> **WHAT YOU WILL DO**:
Retype every entry below without pictures.
%%
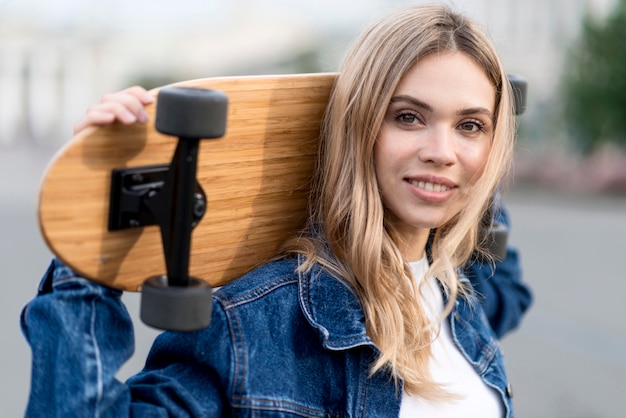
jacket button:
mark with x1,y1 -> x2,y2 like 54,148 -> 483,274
507,383 -> 513,398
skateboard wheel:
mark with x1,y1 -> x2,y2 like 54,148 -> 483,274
155,87 -> 228,139
140,275 -> 213,331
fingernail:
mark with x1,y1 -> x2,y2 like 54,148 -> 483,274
122,111 -> 137,124
138,110 -> 149,123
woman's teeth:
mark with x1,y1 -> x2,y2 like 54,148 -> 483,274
410,180 -> 450,192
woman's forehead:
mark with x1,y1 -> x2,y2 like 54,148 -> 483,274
393,52 -> 496,114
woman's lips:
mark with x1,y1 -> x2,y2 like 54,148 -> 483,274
404,176 -> 457,202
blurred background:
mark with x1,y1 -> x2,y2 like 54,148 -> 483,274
1,0 -> 625,416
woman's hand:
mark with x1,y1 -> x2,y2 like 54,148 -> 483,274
73,86 -> 155,135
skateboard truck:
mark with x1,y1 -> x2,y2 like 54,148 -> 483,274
108,86 -> 228,331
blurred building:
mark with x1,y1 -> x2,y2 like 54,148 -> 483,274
0,0 -> 619,147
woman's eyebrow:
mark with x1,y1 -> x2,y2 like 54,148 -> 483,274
457,107 -> 494,119
390,95 -> 493,119
390,95 -> 432,112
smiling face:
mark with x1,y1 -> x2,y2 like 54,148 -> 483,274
374,52 -> 496,260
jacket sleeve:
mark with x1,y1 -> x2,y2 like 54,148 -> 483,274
20,258 -> 230,417
463,204 -> 533,339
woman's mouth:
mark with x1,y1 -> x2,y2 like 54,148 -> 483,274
404,176 -> 456,203
408,180 -> 451,192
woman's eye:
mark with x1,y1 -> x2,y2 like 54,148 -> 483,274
459,120 -> 485,133
395,111 -> 421,125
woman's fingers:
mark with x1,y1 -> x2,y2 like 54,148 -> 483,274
73,86 -> 155,135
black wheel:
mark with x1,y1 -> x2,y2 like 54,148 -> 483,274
140,275 -> 213,331
155,87 -> 228,139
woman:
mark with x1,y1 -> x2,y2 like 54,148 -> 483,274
22,4 -> 531,417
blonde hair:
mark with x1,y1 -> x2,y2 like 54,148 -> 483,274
283,4 -> 515,398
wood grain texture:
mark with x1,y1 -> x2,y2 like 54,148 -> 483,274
39,73 -> 336,291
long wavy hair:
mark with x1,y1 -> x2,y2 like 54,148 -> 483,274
283,4 -> 515,399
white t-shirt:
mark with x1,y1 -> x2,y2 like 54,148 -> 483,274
399,256 -> 503,418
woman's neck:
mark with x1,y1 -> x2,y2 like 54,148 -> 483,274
397,228 -> 431,262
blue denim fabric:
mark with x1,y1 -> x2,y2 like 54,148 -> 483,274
463,205 -> 533,338
21,260 -> 134,417
22,255 -> 516,417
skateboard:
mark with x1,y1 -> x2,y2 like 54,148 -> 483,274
38,73 -> 527,331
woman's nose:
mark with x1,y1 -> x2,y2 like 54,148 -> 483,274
417,126 -> 456,166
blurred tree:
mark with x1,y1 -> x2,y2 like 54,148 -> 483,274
562,0 -> 626,152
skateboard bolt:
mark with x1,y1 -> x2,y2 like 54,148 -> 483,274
193,193 -> 206,218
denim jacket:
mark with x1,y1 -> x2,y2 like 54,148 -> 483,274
21,249 -> 521,417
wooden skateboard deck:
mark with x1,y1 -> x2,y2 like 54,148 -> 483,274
38,73 -> 336,291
%%
> **EXERCISE RESULT**:
jacket button:
mark with x1,y1 -> x2,y2 like 54,148 -> 483,274
507,383 -> 513,398
skateboard wheel:
mark with x1,y1 -> x2,y2 like 54,148 -> 483,274
155,87 -> 228,139
140,275 -> 213,331
fingernail:
mark with x1,y1 -> x2,y2 like 54,148 -> 483,274
122,111 -> 137,124
138,110 -> 149,123
woman's teeth:
mark with x1,y1 -> x2,y2 like 54,148 -> 483,274
410,180 -> 450,192
woman's forehead:
mark with x1,y1 -> x2,y2 like 54,148 -> 483,274
393,52 -> 496,114
woman's lips:
mark with x1,y1 -> x2,y2 like 54,148 -> 483,274
404,176 -> 457,202
blurred background:
mark with x1,y1 -> x2,y2 like 54,148 -> 483,274
1,0 -> 625,416
woman's hand:
mark with x1,y1 -> x2,y2 like 54,148 -> 483,274
73,86 -> 155,135
skateboard truck:
mark with x1,y1 -> x2,y2 like 54,148 -> 483,274
108,86 -> 228,331
blurred building:
mark with x1,y1 -> x2,y2 like 54,148 -> 483,274
0,0 -> 619,147
woman's eyebrow:
mark with x1,y1 -> x2,y2 like 54,148 -> 483,274
457,107 -> 494,119
390,95 -> 493,119
390,95 -> 432,112
smiling face:
mark with x1,y1 -> x2,y2 like 54,148 -> 483,274
374,52 -> 496,260
jacket sleeve:
mark with x1,y1 -> x2,y2 like 54,148 -> 483,274
20,258 -> 230,417
463,204 -> 533,339
woman's mouth:
mark with x1,y1 -> x2,y2 like 54,148 -> 483,274
404,176 -> 456,203
408,180 -> 451,192
woman's eye:
mark with x1,y1 -> x2,y2 like 54,148 -> 483,274
459,120 -> 485,133
395,111 -> 421,125
woman's fingers:
mark with x1,y1 -> x2,y2 like 54,148 -> 483,274
73,86 -> 155,135
black wheel:
mark with x1,y1 -> x2,y2 like 54,148 -> 483,274
140,275 -> 213,331
155,87 -> 228,139
woman:
mark with x1,y1 -> x2,y2 like 54,148 -> 483,274
22,4 -> 531,417
blonde hair:
mark with x1,y1 -> x2,y2 like 54,148 -> 483,274
283,4 -> 515,398
wood grain texture:
mark with x1,y1 -> x2,y2 like 54,148 -> 483,274
39,73 -> 336,291
long wavy hair:
mark with x1,y1 -> x2,y2 like 54,148 -> 483,274
283,4 -> 515,399
white t-shirt:
mark with x1,y1 -> x2,y2 like 54,148 -> 483,274
399,256 -> 503,418
woman's neck:
mark with x1,y1 -> x2,y2 like 54,148 -> 483,274
397,228 -> 431,262
blue denim fabric:
mark with x1,y1 -> x2,y2 like 54,148 -> 483,274
463,205 -> 533,338
21,260 -> 134,417
22,255 -> 516,417
skateboard:
mark with x1,y1 -> x2,y2 like 54,148 -> 483,274
38,73 -> 527,331
woman's nose:
mark with x1,y1 -> x2,y2 like 54,148 -> 483,274
417,126 -> 456,166
blurred tree:
mark with x1,y1 -> x2,y2 like 54,148 -> 483,274
562,0 -> 626,152
skateboard bolt:
mark with x1,y1 -> x2,y2 like 54,148 -> 483,274
193,193 -> 206,218
denim jacket:
mark with x1,y1 -> x2,y2 like 54,148 -> 483,274
21,249 -> 521,417
wooden skateboard deck:
mark with x1,y1 -> x2,y2 like 54,148 -> 483,274
38,73 -> 336,291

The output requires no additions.